+++ The input +++

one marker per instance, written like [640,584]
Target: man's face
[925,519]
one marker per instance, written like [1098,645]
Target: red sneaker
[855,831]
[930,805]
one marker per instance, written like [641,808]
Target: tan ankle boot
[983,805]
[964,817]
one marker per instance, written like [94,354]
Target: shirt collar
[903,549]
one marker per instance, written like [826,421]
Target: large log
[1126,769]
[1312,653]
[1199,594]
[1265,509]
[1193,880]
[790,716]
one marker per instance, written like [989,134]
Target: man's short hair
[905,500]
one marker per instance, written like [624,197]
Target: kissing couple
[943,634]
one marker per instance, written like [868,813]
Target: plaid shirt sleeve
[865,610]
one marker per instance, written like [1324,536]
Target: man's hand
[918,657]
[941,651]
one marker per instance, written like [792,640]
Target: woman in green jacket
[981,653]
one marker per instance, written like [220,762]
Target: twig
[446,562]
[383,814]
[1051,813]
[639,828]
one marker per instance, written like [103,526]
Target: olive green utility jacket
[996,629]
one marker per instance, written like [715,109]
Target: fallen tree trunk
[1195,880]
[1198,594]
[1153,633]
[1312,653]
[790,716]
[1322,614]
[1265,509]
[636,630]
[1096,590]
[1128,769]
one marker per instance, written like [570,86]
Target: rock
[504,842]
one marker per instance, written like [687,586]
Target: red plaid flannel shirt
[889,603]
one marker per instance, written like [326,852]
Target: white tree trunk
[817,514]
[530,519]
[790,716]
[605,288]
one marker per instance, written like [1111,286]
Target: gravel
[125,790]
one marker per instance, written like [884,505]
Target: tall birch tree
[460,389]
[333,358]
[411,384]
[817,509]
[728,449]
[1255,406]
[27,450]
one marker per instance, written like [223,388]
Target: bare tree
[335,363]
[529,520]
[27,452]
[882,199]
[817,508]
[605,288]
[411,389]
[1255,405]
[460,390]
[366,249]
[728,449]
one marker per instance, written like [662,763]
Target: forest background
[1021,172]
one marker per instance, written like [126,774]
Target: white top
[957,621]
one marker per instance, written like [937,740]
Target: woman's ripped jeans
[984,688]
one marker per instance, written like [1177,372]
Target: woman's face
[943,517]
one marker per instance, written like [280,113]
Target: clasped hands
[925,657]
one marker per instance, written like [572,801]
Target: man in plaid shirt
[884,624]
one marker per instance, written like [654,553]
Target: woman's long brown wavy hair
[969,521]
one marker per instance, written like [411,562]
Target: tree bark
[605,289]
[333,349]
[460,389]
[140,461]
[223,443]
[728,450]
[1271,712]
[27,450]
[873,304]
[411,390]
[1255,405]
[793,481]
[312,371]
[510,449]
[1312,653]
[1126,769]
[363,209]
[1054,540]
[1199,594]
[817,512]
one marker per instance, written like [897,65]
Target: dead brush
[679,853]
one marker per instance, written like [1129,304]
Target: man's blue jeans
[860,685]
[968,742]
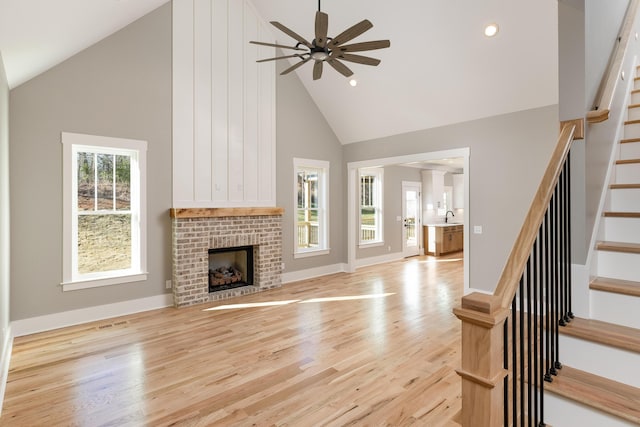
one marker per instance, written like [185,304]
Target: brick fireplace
[195,231]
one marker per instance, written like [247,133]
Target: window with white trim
[371,214]
[311,195]
[104,211]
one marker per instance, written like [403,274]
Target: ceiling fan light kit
[326,49]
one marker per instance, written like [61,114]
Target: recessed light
[491,30]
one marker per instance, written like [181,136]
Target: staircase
[600,381]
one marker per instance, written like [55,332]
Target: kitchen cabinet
[442,239]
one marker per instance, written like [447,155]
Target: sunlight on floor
[312,300]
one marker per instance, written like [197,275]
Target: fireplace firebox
[230,268]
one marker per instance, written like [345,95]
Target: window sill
[311,253]
[103,281]
[370,245]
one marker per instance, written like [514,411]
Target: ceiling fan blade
[294,66]
[277,45]
[322,26]
[317,70]
[358,59]
[359,47]
[291,33]
[350,33]
[340,67]
[279,57]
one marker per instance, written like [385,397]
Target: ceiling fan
[326,49]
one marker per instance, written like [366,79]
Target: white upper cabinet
[223,106]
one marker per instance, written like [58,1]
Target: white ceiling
[439,70]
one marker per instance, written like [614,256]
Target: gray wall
[602,25]
[4,211]
[119,87]
[393,177]
[508,155]
[302,131]
[571,62]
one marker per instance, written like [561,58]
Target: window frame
[323,207]
[377,173]
[73,143]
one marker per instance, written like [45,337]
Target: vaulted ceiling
[439,70]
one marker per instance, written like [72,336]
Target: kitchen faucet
[446,216]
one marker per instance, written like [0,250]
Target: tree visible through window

+++

What needs to be done — Copy out every line in the stretch from the line containing "one marker per instance, written like [385,397]" through the last line, adding 66 to each coordinate in the answers.

Task answer —
one marker per instance, written like [385,397]
Target: ceiling fan
[392,115]
one marker per instance, written like [366,79]
Target: white upper cabinet
[289,172]
one marker per instance, written like [58,1]
Target: white ceiling
[505,136]
one marker per instance, written like [614,256]
Target: gray wall
[668,91]
[70,277]
[185,153]
[459,243]
[574,221]
[368,197]
[637,128]
one marker per instance, written like [561,58]
Target: window frame
[389,273]
[443,239]
[139,209]
one marker per instance, written like [45,337]
Target: vaulted ceiling
[505,136]
one marker per instance, written like [72,336]
Target: kitchen faucet
[512,282]
one marker per instance, written like [0,250]
Target: tree visible through window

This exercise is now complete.